Task A:
According to the tutorial text, how many articles make up Corpus Liberal, and which websites do they come from?

Page:
_ _ _
As we can see, it includes a lot of information. In this tutorial, we will focus on the title of the retrieved articles. The data basis of our analyis includes articles published between 22 June 2022 and 22 July 2022 from the following news websites:

  1. Fox News
  2. Breitbart
  3. The Washington Post
  4. CNN

If you want to include other websites as well, you can easily retrieve additional data from other news websites via the News API. The collection of articles from the four websites was grouped into two corpora according to the general political orientation of the websites (right-wing/conservative vs. liberal): Fox News and Breitbart (Corpus Conservative, 195 articles) and The Washington Post and CNN (Corpus Liberal, 184 articles).

Research question and methods¶

In this tutorial, the titles of the retrived article data will be examined. The following methods are used during the analysis and their results are visualized:

  1. Named-Entity Recognition.
  2. Bag-of-Words
  3. Sentiment Analysis

Since the focus of this article lies on the interplay of the individual steps in the pipeline, the analysis methods were restricted to a selection of easy-to-understand and easy-to-implement techniques. For a mor in-depth analysis, please feel free to add additional methods, for example from the field of corpus linguistics or a complementary qualitative analysis in the sense of a mixed-methods approach. Also, it might make sense to increase the size and variets of the corpus data.
_ _ _
Stored records:
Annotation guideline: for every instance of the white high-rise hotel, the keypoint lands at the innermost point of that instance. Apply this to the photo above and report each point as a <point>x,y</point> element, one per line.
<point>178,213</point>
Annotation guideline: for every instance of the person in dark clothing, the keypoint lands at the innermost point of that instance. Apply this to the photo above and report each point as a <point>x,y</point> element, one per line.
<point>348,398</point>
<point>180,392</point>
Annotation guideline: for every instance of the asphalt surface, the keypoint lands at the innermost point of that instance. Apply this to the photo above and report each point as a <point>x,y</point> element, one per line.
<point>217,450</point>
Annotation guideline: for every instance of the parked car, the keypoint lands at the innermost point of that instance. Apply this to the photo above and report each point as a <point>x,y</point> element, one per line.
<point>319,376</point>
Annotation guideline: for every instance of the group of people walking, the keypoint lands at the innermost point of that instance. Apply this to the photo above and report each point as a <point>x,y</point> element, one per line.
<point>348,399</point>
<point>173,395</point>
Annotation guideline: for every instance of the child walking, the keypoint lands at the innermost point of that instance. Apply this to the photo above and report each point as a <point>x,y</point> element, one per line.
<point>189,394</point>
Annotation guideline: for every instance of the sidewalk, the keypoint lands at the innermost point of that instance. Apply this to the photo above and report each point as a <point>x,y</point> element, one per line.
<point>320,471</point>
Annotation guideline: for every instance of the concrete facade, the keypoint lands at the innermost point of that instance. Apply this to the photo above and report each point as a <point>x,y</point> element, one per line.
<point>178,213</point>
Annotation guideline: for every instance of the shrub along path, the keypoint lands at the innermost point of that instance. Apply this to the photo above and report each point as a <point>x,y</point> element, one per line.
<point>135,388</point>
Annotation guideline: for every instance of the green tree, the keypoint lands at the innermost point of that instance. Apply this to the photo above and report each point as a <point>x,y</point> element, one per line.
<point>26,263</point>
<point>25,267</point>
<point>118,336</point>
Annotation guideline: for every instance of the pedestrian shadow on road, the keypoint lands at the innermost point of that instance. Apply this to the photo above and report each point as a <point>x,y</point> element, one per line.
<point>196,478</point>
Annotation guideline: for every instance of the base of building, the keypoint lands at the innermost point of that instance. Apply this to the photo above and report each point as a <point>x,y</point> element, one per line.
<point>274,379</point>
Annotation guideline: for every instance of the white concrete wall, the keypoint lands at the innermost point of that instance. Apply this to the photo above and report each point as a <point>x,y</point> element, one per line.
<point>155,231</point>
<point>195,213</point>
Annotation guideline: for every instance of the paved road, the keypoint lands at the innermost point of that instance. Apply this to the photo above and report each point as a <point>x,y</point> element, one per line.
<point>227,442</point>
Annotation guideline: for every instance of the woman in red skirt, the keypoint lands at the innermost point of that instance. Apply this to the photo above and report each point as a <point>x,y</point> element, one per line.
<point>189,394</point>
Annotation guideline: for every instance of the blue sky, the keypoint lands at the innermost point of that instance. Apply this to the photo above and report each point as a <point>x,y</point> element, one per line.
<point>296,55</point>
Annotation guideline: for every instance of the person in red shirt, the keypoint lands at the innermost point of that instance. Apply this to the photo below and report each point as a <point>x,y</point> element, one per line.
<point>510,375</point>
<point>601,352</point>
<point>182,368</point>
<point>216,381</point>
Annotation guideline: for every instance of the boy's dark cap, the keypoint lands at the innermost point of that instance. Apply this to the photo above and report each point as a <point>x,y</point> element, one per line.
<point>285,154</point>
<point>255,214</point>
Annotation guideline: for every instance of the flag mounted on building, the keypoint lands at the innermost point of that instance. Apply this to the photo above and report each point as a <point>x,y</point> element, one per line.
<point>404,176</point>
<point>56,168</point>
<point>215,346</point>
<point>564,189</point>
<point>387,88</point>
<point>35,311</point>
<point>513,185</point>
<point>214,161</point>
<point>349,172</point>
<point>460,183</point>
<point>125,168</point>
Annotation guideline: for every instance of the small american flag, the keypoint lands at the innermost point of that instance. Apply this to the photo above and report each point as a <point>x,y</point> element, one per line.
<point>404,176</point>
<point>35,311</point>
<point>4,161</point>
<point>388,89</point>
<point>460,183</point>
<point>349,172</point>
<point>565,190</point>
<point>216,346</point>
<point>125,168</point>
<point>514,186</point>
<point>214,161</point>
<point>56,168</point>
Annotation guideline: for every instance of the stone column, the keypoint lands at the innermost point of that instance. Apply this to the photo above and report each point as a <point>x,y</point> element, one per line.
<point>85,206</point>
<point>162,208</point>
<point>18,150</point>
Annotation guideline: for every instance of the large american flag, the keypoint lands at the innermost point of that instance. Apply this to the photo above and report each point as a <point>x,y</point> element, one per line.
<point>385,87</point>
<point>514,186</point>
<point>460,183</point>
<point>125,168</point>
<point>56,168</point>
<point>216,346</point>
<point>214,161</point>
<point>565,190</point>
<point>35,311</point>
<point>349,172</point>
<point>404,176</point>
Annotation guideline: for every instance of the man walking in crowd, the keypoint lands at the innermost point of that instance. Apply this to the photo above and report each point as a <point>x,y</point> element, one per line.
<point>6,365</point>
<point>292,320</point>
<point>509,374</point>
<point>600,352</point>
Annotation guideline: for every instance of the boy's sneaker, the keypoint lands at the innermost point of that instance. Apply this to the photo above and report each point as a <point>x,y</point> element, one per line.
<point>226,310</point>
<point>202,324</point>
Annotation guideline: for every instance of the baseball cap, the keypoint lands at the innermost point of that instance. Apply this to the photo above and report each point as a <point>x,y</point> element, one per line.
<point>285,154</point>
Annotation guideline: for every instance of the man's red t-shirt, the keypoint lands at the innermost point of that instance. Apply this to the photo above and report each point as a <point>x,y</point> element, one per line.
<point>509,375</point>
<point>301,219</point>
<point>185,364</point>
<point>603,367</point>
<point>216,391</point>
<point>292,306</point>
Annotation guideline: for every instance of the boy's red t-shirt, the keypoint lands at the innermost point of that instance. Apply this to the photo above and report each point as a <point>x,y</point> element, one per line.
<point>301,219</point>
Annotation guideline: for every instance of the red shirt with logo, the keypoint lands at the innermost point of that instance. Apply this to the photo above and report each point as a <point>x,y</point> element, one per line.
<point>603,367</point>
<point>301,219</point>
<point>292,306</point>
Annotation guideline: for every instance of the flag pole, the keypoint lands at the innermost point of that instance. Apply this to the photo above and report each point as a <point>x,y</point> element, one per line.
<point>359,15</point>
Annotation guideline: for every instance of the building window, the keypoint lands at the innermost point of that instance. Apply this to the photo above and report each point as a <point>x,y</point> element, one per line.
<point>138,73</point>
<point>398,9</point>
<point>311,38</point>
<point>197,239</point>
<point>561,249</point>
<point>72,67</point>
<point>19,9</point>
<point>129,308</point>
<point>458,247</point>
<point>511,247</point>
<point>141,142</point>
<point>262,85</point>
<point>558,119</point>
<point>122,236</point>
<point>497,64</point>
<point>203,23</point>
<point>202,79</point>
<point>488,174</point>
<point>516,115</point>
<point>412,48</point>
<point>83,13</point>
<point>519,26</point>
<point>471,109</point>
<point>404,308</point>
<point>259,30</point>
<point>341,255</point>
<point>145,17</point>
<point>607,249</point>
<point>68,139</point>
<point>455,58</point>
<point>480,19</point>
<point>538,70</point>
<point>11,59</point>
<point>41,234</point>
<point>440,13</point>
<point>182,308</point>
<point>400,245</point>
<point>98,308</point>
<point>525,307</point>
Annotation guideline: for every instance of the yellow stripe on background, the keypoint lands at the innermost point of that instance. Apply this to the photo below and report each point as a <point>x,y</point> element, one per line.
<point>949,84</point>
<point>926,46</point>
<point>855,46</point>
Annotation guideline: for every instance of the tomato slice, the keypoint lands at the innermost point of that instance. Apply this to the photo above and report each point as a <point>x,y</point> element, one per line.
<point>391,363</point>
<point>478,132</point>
_ _ _
Task B:
Collect every line of the rows that contains the string "flag".

Correct result A:
Corpus Liberal has 184 articles from The Washington Post and CNN.

Correct result B:
Annotation guideline: for every instance of the flag mounted on building, the keypoint lands at the innermost point of that instance. Apply this to the photo above and report each point as a <point>x,y</point> element, one per line.
Annotation guideline: for every instance of the small american flag, the keypoint lands at the innermost point of that instance. Apply this to the photo above and report each point as a <point>x,y</point> element, one per line.
Annotation guideline: for every instance of the large american flag, the keypoint lands at the innermost point of that instance. Apply this to the photo above and report each point as a <point>x,y</point> element, one per line.
Annotation guideline: for every instance of the flag pole, the keypoint lands at the innermost point of that instance. Apply this to the photo above and report each point as a <point>x,y</point> element, one per line.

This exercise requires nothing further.